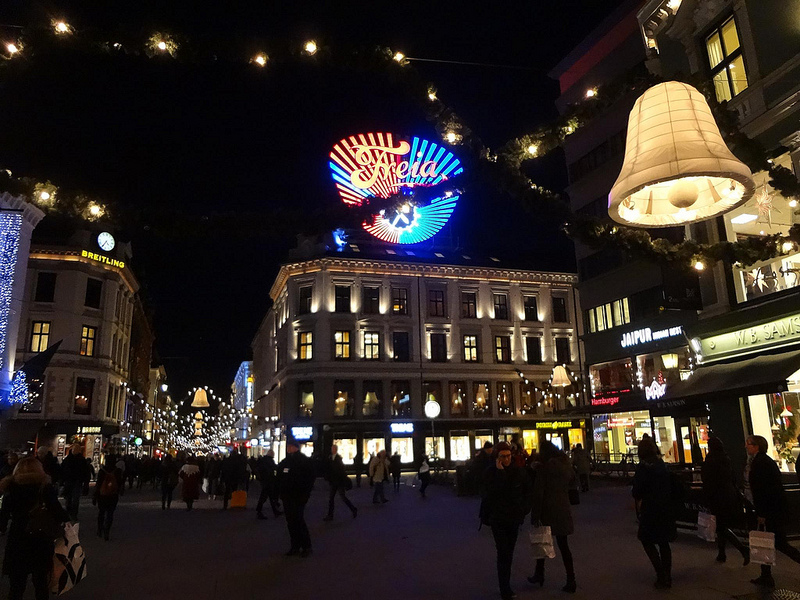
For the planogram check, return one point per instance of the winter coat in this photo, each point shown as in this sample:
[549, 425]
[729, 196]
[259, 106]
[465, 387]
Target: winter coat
[652, 487]
[719, 491]
[26, 553]
[190, 475]
[551, 495]
[508, 495]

▶ [Task objective]
Quote every row above word for word, leaving out the picture.

▶ [Completed exercise]
For the planogram check, return one point per instance of the winter coat in this photo, each point shown as in this sample:
[549, 425]
[729, 196]
[259, 106]
[465, 387]
Target: winter coat
[652, 487]
[719, 491]
[26, 553]
[190, 475]
[551, 495]
[508, 495]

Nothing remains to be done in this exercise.